◆ Task details ◆
Output a faithful copy of the entries, every picture removed.

(Natural language region descriptions)
* * *
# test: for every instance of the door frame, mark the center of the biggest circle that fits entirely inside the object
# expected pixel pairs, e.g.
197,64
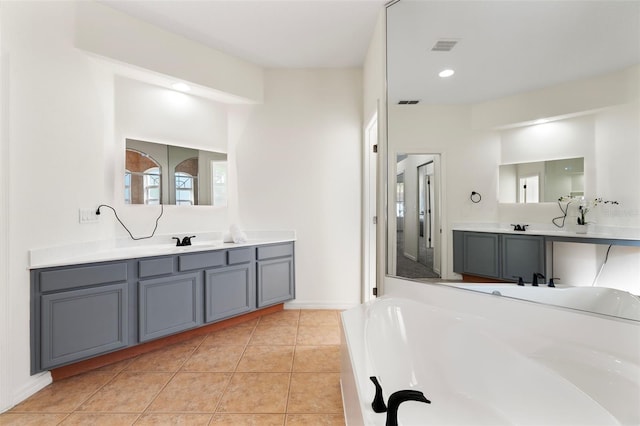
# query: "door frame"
371,137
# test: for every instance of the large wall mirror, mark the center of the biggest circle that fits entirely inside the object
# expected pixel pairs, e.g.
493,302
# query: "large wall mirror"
498,93
541,181
166,174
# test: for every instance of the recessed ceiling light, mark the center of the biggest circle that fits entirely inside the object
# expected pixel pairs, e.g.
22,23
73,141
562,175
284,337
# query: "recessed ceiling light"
182,87
446,73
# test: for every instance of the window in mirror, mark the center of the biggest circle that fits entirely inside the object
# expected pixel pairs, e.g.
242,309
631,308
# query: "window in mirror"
142,178
168,174
151,178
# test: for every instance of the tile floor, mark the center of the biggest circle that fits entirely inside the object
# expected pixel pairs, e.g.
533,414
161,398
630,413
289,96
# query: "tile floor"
280,369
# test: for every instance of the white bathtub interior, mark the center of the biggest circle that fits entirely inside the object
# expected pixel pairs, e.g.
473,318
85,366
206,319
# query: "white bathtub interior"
602,300
479,371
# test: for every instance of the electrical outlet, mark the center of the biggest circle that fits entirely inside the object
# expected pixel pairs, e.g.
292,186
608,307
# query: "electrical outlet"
88,216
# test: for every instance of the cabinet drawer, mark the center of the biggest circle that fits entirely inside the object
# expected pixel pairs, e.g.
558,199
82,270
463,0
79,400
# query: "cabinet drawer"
278,250
235,257
202,260
152,267
62,279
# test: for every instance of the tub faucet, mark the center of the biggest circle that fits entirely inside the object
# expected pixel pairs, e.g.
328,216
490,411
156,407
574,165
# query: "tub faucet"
537,276
398,398
378,404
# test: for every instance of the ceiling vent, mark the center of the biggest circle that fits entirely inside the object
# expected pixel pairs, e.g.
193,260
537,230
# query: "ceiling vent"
444,45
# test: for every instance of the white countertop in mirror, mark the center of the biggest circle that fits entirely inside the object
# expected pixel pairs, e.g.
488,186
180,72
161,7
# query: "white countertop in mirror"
549,230
125,248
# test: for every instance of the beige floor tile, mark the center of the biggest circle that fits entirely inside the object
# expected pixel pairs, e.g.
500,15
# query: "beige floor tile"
168,359
318,317
268,335
214,359
30,419
288,317
65,395
318,335
266,359
256,393
315,420
317,359
312,393
129,392
96,419
247,420
191,392
173,419
238,335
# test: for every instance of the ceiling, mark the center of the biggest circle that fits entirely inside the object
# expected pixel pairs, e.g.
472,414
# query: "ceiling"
505,47
272,34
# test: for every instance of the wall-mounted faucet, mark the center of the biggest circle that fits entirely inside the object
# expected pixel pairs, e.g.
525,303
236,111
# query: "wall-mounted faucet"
186,241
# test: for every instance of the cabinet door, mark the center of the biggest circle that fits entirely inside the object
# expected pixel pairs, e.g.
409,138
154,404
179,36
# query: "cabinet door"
229,291
522,256
481,254
275,281
168,305
78,324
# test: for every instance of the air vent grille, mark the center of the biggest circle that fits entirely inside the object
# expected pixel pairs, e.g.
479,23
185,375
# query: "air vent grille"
444,45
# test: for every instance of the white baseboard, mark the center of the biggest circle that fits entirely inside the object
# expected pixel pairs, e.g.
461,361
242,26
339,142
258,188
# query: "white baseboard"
295,304
35,383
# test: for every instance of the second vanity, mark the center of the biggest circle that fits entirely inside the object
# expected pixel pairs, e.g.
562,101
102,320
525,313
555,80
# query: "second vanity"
496,252
89,305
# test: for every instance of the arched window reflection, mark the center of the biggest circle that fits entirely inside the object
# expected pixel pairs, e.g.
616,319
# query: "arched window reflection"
186,182
142,179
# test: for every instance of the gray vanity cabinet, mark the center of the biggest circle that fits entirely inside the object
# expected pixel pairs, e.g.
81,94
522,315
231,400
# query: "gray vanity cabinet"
275,277
169,305
522,256
79,312
480,254
500,256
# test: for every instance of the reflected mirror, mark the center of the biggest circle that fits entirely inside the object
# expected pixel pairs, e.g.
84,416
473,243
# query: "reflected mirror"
530,82
541,181
166,174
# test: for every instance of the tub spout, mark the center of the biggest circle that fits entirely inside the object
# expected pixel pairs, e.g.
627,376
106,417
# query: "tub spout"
398,398
378,404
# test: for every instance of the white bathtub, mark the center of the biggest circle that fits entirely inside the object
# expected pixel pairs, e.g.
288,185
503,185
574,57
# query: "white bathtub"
602,300
477,371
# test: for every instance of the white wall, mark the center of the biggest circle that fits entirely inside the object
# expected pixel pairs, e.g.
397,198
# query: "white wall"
298,159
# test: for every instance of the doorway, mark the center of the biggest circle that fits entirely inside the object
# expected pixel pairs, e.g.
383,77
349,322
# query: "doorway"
418,216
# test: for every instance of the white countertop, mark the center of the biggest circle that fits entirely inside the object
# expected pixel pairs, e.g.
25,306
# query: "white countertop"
549,230
125,248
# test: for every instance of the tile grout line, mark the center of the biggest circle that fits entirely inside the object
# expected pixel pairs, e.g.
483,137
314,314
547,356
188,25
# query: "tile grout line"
144,410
* * *
◆ Answer area ◆
# test: for every instance of the door frame, mark the center of the biggest circle that fits entirely inside the object
# expected pixel pairs, e.g.
197,64
# query: "door frame"
371,137
# test: for every instance of the large wall mirror, mark the center of the biggest circle that fits entirely inside the object
# expected pixel pairs, e.g.
493,302
# query: "large wall mirror"
498,93
541,181
166,174
# test: for every instance of the recessed ceiling light, mark the center of the biggest circle that fits entirely inside the object
# expected pixel pairs, e.g.
22,23
73,141
562,175
284,337
# query: "recessed ceiling light"
182,87
446,73
# test: for every instance of the window in mirror, mark the center of the biggest circle that fits entirely inside the object
# expected pixel pairs, e.g.
242,309
631,308
# query: "window in mirror"
142,178
168,174
151,178
# test: for every instance of the tile floor, mark the center of the biggest circle that fits entirely inside the object
# expected pixel pairs, e.g.
533,414
161,398
630,413
289,96
# query: "tile floor"
280,369
# test: for every instance of the white bathtub interior, mark the center of the biggest circle that fits entirely inside the object
# expected pixel pairs, e.g.
473,318
85,366
206,319
# query: "white bathtub interior"
602,300
479,371
# test: for every instance of the electrical outlet, mark the center of the biggest circle that fits entirely inside the object
# expected pixel pairs, e.g.
292,186
608,307
# query: "electrical outlet"
88,216
# test: for every instance of the cabinet drawer, mark the center of the biggest circle that fits entirely inside the object
# expected pixel pairs, e.g.
558,199
82,270
463,0
79,400
# query: "cabinet drawer"
278,250
235,257
202,260
152,267
62,279
# test: for every instance of the tub faucet, mark the center of the biggest circle that fits entirely inside the object
# expected pixel pairs, e.g.
328,216
490,411
156,407
574,165
# query: "tub faucet"
537,276
398,398
378,404
# test: for every instance of the ceiling vent, mark the center of the biggest circle that fits entirely inside the object
# expected pixel pairs, e.g.
193,260
537,230
# query: "ceiling vent"
444,45
# test: for every instance of the white countertop in mirror, mark the center of the biggest circle that fits entirely inside the object
# expected pixel pairs, e.g.
488,186
180,72
161,7
# query: "white countertop in mirror"
549,230
125,248
# test: for every instance of the beige floor tile, mark the center of the biggest circle that fits entirely inside the object
# expected pixel pairs, e.g.
500,15
# query: "beige floor tile"
168,359
318,317
268,335
214,359
30,419
288,317
65,395
318,335
266,359
256,393
315,420
317,359
312,393
129,392
96,419
247,420
191,392
173,419
238,335
# test: for every instance of the ceiling, mark the center of the biggest circle that fits entirely inside the object
# expected pixel pairs, e.g.
472,414
# query: "ceiling"
505,47
272,34
# test: for every instance of the wall-mounted faucet, mark the center of the biggest circle that fits entirely inside the object
# expected pixel pairs, e.g.
525,303
236,111
# query: "wall-mounted faucet"
186,241
# test: for every instance of the cabinet door, mark the center of the biggest circle that fits entirely inside the object
# expected pixel pairs, e.g.
409,138
154,404
179,36
# query: "cabinet door"
229,291
522,256
481,254
275,281
168,305
78,324
# test: for every instance of the air vent grille, mark the center of the biggest circle that fits entirely inside the object
# expected pixel pairs, e.g.
479,23
185,375
# query: "air vent grille"
444,45
# test: for every instance of the white baseboard, mark the center of the biggest circle that fits entirely inside the object
# expected pixel pairs, e.g.
461,361
242,26
339,142
258,188
# query: "white baseboard"
295,304
35,383
# test: for every instance of the second vanity, mark the center of the biggest circle that fits entirely inside the object
# expected pixel pairs, e.g.
562,101
102,320
525,313
555,80
# query: "second vanity"
496,252
89,305
# test: for every instance of the arched window reflection, mark the center of the biggest circle that fits entirely inside the object
# expected pixel pairs, e.g.
616,319
# query: "arched window reflection"
186,182
142,179
# test: for every instance of the gray vanity cabinet, mark the center of the biggest circle that fits entirely inside the object
# expected pixel pairs, e.g.
81,94
522,315
231,400
# query: "gray vanity cabinet"
275,277
169,305
522,256
79,312
480,254
500,256
# test: for every instance of the reflected mirror, mark the center of the biggest circle that fits entirely inside the object
# expected pixel pairs, e.g.
84,416
473,243
# query: "reflected mirror"
530,82
541,181
166,174
# test: for every instance of the tub spout, mark the center of the biggest circle that fits entirely inside the object
# expected pixel pairs, e.g.
627,376
106,417
# query: "tub spout"
398,398
378,404
# test: for every instance of the white bathtub, mark the center of the biggest circle that fits entirely inside the object
# expected pixel pairs, e.g.
288,185
503,185
574,57
# query: "white bathtub"
602,300
477,371
# test: for every instance of the white wall, mark the center of the biggest circle that fits entirely inside the object
# expected pixel pairs, e.g.
397,198
# query: "white wall"
298,159
# test: for every instance of the doorway, mark the center of the biggest circle that fits entirely inside the object
# expected pixel pairs, e.g.
383,77
349,322
# query: "doorway"
418,216
# test: for every instance of the white countertop, mark the center of the biggest circle that fits entirely inside the object
# expected pixel pairs, e.g.
25,306
# query: "white countertop"
549,230
125,248
# test: for every instance of the tile grout line, mark the center of the biggest circle that fits entirely inside the object
# expected pixel pairs, e.g.
483,137
314,314
547,356
188,25
# query: "tile grout line"
144,410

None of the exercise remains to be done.